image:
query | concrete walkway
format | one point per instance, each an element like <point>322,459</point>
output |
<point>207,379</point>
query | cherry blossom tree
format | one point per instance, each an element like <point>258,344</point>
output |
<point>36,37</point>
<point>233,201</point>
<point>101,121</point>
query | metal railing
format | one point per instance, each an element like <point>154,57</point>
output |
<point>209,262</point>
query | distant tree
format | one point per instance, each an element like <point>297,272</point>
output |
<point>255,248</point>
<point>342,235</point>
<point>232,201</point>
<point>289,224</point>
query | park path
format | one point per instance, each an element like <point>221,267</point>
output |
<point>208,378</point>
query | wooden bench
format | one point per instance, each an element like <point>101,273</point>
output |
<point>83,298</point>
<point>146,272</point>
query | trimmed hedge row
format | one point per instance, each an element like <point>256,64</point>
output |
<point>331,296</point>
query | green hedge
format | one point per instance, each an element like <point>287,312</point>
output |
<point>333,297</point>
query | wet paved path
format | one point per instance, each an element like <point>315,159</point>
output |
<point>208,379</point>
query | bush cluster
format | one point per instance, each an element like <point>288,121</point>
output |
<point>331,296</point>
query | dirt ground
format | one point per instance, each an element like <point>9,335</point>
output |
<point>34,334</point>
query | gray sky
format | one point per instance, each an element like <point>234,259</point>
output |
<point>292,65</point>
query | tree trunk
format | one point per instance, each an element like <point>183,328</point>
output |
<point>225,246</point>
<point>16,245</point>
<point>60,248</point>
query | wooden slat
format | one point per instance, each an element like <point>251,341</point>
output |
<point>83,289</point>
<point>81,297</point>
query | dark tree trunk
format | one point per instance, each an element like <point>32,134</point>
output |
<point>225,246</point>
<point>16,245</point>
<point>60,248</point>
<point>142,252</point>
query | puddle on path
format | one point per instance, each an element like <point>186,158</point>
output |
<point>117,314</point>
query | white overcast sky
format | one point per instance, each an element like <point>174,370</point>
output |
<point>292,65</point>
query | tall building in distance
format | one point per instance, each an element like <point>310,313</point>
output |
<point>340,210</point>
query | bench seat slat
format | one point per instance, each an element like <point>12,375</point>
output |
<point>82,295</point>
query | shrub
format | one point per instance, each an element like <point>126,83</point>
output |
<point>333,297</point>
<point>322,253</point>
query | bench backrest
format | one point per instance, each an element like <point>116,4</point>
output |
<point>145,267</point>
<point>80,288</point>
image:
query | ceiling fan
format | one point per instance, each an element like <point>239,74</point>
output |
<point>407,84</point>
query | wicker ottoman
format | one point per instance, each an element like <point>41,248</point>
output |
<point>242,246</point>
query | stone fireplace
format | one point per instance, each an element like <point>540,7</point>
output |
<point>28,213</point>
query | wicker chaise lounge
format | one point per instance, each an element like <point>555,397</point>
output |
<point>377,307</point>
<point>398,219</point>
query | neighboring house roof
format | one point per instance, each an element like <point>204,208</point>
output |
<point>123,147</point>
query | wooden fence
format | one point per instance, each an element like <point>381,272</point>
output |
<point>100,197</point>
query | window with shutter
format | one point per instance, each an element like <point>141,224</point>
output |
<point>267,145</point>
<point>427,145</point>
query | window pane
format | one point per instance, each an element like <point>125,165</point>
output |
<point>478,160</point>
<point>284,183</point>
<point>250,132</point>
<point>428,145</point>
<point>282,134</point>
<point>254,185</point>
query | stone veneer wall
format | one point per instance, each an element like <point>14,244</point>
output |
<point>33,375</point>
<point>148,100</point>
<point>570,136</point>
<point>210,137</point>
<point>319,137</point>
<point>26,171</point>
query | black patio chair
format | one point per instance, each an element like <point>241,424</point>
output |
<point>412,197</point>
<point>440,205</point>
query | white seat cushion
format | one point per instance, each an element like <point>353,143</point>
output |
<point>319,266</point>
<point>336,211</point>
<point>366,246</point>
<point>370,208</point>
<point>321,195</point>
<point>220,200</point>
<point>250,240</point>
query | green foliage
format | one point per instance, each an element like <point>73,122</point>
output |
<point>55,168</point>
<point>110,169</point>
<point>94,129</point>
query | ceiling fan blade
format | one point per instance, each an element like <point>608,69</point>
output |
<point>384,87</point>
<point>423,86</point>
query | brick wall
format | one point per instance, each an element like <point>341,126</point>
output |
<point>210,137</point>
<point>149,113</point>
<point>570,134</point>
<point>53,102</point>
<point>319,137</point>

::::::::::

§ **Your instructions**
Copy task for the entries above: every line with the string "ceiling".

§ **Answer to this problem**
query | ceiling fan
query | ceiling fan blade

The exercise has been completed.